§ Assignment: Copy exactly, and copy only, the lines from the one bearing "Target: roof ridge" through the final line of the records.

Extracted records
......

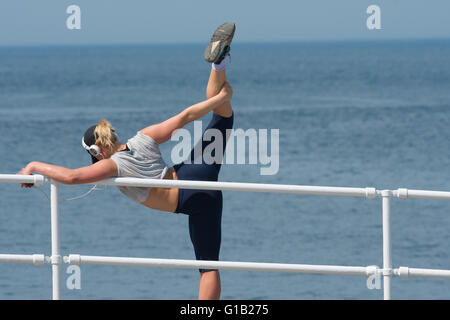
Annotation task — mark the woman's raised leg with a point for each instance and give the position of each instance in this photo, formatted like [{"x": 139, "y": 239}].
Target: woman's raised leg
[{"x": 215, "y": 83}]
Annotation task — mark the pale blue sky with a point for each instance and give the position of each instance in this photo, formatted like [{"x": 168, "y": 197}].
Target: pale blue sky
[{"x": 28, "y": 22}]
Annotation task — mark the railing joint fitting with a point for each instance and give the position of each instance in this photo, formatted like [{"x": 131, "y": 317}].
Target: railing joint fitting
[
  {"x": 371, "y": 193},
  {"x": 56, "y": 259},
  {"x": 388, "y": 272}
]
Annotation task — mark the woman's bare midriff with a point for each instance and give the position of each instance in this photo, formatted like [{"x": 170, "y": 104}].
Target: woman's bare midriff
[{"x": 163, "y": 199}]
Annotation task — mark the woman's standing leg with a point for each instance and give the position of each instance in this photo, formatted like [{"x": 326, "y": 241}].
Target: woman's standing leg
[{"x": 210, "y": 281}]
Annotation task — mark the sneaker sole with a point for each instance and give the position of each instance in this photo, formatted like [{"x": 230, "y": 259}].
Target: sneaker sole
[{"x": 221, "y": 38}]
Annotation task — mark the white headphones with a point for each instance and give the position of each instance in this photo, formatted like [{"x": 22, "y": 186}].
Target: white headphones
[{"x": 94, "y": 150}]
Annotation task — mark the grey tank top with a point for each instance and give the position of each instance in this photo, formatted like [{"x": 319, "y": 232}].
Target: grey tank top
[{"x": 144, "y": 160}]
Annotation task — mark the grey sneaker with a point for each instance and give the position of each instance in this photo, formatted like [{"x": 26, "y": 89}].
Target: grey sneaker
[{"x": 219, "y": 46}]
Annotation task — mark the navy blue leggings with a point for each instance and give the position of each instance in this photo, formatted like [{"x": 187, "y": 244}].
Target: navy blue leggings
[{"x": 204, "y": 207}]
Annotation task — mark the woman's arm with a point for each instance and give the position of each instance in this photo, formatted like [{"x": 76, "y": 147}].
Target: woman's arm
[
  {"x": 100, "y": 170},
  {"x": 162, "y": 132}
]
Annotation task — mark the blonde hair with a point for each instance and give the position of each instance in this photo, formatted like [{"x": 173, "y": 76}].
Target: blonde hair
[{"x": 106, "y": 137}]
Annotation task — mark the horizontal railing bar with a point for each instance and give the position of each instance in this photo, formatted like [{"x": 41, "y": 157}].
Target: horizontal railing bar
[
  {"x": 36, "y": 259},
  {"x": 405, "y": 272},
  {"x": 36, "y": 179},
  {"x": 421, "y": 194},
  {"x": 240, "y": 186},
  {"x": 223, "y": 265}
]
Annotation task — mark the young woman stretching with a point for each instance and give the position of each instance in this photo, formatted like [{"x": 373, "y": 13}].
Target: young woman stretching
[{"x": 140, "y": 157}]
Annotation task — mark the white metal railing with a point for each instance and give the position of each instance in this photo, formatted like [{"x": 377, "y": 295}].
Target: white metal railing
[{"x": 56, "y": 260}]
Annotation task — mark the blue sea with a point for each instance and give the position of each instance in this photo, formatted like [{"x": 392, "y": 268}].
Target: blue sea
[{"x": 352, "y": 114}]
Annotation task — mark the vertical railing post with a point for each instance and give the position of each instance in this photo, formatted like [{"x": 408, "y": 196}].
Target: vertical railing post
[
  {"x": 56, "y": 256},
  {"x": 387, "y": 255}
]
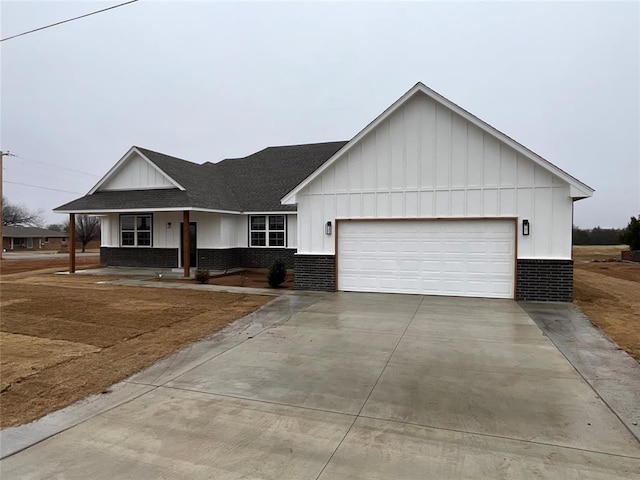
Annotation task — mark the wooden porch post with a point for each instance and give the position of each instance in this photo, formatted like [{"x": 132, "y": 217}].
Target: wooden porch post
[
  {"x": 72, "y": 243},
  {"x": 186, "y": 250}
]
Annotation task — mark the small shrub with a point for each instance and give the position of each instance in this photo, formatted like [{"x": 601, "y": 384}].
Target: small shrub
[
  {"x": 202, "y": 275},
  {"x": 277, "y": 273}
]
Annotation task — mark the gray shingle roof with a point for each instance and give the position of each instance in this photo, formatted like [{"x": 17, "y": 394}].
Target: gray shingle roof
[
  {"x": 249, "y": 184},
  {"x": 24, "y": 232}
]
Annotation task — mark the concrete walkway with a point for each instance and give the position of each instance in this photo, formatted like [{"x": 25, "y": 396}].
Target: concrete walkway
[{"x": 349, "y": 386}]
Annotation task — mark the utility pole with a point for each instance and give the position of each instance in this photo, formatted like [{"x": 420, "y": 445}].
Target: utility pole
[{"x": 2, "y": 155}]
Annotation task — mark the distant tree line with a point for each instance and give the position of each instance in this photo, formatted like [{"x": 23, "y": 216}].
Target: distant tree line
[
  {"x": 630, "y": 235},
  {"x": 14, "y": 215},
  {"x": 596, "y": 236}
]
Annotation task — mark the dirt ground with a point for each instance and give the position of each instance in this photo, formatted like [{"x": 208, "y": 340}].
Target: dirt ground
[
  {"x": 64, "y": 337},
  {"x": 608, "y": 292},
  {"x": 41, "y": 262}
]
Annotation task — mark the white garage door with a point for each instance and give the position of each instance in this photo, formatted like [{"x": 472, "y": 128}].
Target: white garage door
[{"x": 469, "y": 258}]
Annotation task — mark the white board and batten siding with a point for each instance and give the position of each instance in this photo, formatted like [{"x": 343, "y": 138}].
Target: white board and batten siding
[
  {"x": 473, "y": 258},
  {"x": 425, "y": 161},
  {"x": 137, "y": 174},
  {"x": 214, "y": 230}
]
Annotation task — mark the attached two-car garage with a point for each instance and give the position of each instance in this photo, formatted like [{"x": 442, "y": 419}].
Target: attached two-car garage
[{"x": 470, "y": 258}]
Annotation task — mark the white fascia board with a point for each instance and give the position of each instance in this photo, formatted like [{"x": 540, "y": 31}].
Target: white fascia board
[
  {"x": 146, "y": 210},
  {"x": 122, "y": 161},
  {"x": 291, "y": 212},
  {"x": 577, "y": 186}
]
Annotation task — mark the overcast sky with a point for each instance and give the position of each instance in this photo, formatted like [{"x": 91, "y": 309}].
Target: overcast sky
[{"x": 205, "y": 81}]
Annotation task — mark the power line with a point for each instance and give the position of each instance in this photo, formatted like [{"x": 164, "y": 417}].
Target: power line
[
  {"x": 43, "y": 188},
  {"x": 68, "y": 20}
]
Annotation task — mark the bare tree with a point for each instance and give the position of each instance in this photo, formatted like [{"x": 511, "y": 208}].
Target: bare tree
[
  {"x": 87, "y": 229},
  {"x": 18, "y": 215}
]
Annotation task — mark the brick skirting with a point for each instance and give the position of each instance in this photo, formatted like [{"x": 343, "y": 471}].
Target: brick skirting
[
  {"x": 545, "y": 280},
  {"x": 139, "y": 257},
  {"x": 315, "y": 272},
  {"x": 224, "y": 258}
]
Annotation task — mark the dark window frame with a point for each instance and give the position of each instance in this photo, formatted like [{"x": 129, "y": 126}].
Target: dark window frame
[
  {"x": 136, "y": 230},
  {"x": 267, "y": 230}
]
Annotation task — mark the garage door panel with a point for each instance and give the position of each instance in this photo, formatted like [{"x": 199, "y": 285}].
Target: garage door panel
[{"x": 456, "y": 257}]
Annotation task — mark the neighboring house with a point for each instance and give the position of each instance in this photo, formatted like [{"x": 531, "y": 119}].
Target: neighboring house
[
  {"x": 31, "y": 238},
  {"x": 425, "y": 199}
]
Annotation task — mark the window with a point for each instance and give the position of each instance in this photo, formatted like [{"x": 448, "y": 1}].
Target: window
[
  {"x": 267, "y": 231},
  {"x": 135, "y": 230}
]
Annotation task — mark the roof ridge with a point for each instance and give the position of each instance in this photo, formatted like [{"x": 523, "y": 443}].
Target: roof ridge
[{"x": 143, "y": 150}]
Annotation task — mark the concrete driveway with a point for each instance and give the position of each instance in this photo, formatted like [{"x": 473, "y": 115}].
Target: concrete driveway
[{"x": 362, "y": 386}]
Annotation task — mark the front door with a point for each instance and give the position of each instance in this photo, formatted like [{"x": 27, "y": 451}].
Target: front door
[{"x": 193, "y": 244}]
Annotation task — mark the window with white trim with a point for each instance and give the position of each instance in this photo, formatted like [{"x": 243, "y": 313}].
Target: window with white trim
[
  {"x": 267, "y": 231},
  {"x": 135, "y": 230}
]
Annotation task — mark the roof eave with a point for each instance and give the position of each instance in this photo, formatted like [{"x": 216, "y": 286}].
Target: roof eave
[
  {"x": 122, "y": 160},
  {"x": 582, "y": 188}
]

......

§ Response box:
Target: roof ridge
[{"x": 143, "y": 150}]
Annotation task — mark the concrete driveway with a point for each instance and give the position of each instance in this photo, formatted like [{"x": 473, "y": 115}].
Target: concrete driveway
[{"x": 362, "y": 386}]
Annotation task — mark the front door with a point for each instance and give the position of each instance in this photo, formatted like [{"x": 27, "y": 451}].
Target: front door
[{"x": 193, "y": 244}]
Annotation task — mark the window with white trim with a point for each instance and give the position of each instance in this photo, formatted like [{"x": 243, "y": 313}].
Target: window with white trim
[
  {"x": 267, "y": 231},
  {"x": 135, "y": 230}
]
Annotation task — mark the roof eave with a point for each instance and give the position of each instance in this photo, formatted like [{"x": 216, "y": 286}].
Target: roof eave
[
  {"x": 122, "y": 160},
  {"x": 582, "y": 188}
]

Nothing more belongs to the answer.